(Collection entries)

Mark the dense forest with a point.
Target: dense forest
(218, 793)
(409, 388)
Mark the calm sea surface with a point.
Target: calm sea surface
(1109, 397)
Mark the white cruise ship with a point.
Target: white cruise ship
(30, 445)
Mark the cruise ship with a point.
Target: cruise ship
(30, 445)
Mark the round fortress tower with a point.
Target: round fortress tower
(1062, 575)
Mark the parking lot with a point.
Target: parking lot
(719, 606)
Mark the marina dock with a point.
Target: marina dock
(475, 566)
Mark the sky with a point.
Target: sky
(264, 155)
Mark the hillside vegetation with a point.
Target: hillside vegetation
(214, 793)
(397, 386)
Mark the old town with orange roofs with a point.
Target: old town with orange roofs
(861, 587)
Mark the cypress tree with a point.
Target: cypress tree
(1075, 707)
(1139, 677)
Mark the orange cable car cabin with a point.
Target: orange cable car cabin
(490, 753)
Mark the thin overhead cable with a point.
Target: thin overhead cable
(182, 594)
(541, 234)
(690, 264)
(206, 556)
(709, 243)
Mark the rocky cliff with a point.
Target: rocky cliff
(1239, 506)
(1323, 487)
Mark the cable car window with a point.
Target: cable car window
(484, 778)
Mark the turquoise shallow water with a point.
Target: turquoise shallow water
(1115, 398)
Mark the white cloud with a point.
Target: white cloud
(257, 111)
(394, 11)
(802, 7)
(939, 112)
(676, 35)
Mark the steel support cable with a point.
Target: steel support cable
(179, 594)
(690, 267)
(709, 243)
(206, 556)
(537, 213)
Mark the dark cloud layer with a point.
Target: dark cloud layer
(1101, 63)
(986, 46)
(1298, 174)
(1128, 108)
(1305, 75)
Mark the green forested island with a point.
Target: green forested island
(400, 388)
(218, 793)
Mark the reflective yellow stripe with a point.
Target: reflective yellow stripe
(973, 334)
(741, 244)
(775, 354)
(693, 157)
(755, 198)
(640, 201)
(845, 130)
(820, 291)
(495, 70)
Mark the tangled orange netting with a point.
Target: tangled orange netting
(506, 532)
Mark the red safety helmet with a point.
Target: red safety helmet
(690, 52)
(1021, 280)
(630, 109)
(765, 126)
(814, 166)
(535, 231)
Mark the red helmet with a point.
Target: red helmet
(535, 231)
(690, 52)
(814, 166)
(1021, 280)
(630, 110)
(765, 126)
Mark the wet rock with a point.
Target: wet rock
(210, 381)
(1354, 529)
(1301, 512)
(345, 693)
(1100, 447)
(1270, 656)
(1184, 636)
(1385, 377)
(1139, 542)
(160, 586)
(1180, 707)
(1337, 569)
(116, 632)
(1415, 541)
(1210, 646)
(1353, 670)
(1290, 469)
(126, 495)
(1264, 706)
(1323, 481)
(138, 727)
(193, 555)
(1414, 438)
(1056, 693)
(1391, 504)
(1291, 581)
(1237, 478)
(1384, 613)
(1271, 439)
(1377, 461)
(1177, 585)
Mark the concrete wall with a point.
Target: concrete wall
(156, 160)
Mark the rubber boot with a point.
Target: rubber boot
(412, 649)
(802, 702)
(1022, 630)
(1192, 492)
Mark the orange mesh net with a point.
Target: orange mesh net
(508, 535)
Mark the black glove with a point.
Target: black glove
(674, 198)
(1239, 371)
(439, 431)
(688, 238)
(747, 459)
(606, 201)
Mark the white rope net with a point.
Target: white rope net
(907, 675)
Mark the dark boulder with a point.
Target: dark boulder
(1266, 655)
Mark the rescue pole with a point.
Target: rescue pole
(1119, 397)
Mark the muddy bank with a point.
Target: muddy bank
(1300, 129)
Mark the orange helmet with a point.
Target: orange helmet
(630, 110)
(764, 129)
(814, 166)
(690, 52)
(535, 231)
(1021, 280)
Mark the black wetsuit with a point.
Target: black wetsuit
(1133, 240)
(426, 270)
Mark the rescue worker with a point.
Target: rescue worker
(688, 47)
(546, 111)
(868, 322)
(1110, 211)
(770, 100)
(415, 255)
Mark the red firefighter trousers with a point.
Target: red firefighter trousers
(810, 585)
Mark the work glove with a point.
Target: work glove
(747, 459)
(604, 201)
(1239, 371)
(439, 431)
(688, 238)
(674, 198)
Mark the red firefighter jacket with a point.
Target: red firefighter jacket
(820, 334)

* * *

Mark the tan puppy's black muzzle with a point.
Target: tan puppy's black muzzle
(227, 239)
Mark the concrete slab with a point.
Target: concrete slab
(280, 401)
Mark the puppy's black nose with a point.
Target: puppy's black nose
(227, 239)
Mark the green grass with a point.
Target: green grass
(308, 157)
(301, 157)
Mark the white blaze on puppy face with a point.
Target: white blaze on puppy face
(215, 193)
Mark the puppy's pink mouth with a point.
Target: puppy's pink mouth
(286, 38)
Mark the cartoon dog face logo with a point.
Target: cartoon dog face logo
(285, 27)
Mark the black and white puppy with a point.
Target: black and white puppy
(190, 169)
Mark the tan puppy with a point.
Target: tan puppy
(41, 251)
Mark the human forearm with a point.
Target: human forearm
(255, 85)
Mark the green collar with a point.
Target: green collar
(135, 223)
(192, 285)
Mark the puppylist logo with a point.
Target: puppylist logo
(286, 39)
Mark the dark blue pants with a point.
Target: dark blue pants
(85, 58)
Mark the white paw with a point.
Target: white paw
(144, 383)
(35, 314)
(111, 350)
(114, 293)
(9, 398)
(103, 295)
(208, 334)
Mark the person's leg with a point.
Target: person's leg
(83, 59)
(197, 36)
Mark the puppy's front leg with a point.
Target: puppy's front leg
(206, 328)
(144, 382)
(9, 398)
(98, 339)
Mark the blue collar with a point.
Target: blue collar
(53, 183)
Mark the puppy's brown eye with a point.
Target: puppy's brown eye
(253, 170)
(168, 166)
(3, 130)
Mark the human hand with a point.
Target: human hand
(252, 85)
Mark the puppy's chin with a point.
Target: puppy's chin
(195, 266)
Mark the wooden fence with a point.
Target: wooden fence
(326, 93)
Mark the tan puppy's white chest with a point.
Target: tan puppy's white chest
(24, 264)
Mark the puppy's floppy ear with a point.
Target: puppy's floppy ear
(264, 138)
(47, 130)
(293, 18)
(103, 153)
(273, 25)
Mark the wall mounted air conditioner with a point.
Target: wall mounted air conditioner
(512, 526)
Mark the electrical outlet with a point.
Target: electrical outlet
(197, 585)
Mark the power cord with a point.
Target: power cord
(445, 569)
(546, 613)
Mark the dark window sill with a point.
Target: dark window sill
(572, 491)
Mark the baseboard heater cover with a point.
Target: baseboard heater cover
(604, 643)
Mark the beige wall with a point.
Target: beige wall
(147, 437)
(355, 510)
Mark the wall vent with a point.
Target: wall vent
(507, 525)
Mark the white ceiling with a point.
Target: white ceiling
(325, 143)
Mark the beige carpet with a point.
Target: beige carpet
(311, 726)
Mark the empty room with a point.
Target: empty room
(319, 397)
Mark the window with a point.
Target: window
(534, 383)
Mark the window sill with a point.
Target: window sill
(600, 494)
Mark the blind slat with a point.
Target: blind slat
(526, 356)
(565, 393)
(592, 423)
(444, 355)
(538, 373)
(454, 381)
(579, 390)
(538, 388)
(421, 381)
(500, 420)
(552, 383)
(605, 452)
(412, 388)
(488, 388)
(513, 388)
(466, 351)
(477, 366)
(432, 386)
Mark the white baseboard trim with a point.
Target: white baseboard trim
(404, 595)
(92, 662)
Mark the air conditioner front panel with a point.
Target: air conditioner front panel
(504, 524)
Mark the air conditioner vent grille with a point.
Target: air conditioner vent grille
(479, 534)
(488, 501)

- [WORK TO BE COMPLETED]: Please count the lines in the rows above that contain the string "boot" and reply with the number alone. Case matters.

- [RESULT BELOW]: 2